Work request
Each line from the one containing "Wildlife camera triggered. An" through the last line of the entries below is to be transcribed exactly. Nothing else belongs in the reply.

Dataset records
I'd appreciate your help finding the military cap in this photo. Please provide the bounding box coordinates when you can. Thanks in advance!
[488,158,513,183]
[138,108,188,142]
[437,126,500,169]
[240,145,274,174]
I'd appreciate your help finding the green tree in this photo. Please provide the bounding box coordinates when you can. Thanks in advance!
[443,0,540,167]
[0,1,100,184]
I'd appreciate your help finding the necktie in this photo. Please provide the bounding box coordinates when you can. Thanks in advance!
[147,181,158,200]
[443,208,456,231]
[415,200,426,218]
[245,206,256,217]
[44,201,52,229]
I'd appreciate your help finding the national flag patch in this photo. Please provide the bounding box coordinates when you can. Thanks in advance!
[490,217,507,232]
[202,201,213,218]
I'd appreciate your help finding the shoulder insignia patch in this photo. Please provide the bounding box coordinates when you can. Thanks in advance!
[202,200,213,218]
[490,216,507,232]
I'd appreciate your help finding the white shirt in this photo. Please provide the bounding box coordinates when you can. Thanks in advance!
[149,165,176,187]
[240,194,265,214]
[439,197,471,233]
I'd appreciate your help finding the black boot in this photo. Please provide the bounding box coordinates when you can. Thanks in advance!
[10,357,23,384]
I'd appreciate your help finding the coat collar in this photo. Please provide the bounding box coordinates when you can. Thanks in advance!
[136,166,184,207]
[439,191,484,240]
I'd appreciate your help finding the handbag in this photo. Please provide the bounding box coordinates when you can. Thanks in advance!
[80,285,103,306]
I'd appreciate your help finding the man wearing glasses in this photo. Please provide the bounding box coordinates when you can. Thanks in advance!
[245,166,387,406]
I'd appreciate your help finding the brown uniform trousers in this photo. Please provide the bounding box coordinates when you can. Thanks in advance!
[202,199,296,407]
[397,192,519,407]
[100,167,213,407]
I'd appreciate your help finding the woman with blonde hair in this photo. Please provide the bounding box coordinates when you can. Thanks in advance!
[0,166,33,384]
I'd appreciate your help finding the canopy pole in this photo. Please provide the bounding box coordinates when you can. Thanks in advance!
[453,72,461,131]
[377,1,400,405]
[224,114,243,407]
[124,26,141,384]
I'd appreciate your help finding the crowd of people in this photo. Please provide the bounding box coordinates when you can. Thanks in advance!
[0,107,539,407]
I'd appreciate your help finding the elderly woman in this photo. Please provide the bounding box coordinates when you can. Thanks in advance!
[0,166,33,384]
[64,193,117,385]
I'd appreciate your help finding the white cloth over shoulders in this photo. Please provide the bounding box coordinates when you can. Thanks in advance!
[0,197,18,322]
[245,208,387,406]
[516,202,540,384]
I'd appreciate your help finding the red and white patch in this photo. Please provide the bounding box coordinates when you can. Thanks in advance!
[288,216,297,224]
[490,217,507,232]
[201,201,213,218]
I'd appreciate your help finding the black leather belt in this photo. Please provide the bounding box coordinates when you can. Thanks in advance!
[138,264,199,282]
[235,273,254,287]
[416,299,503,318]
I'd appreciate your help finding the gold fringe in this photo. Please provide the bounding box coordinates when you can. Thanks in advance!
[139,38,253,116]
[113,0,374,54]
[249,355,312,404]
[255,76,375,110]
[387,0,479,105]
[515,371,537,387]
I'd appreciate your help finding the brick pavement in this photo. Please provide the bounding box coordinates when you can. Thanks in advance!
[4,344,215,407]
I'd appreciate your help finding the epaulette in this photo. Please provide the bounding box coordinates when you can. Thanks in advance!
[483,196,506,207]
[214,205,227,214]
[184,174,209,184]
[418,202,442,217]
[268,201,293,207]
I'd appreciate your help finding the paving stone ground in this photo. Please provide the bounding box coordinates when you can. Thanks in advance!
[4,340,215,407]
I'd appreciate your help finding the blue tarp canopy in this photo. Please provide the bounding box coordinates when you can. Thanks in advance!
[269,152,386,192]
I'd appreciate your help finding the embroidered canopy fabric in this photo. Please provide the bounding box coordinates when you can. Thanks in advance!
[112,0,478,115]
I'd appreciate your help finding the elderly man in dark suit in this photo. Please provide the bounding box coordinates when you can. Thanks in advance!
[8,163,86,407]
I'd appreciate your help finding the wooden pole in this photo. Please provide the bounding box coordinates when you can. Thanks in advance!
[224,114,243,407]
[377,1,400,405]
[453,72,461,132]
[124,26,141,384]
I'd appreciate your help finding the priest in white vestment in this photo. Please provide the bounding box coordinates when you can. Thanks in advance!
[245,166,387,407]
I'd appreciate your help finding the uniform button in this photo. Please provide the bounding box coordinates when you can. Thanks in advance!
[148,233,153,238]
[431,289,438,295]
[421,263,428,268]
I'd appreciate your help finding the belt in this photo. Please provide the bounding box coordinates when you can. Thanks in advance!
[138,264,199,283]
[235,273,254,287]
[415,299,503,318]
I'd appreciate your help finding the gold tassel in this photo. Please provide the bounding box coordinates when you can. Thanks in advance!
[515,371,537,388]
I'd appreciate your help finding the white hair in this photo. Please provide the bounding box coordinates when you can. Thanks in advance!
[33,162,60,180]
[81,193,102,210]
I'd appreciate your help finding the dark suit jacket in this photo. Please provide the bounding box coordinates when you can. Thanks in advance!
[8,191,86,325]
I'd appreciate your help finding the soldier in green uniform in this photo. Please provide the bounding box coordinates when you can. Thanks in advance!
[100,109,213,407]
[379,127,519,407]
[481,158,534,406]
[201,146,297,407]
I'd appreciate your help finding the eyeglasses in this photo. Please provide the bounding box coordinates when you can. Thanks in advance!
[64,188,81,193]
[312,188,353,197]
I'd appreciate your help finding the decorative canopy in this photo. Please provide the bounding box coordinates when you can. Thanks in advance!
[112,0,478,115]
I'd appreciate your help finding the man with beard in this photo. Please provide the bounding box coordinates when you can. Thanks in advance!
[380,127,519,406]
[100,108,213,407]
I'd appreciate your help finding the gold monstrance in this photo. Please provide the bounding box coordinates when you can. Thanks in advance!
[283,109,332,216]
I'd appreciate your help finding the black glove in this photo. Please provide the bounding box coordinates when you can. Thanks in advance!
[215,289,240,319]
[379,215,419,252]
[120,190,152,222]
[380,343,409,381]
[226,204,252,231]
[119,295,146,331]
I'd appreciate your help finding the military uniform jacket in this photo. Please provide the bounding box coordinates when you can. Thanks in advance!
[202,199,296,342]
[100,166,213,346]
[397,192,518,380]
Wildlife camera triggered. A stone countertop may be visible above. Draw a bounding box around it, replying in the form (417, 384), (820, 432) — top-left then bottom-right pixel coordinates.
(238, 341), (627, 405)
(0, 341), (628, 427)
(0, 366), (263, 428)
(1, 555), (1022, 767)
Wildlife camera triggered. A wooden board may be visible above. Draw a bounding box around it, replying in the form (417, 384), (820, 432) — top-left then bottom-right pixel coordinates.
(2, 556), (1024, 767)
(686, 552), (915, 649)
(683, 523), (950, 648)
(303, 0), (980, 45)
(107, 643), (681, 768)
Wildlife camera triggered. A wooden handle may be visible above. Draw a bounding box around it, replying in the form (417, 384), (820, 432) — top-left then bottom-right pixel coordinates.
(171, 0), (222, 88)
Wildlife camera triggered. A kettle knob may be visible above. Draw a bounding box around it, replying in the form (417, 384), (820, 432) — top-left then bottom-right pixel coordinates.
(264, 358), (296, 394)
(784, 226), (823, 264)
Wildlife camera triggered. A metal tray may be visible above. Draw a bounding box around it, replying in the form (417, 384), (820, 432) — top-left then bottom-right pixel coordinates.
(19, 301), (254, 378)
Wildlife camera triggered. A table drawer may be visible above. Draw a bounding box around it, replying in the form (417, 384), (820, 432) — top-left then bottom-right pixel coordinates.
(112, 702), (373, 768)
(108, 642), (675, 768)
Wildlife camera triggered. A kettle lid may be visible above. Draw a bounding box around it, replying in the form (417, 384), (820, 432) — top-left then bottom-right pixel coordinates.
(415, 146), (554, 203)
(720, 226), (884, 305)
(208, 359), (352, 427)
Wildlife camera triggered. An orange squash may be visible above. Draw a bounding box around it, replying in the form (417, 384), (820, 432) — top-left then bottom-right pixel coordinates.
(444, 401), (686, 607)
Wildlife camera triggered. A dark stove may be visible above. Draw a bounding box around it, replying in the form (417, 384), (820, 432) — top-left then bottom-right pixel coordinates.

Problem solution
Wildlife camera triggered. An orange squash may be visible above. Draw a bounding box around it, replying in the form (417, 384), (820, 432) — top-left then bottom-right pixel coordinates.
(444, 401), (686, 607)
Wildlife camera triggered. A dark stove may be visible above. Draw a bounding box around it, replying in the form (417, 384), (820, 432) — top-left then bottom-right pixel coordinates.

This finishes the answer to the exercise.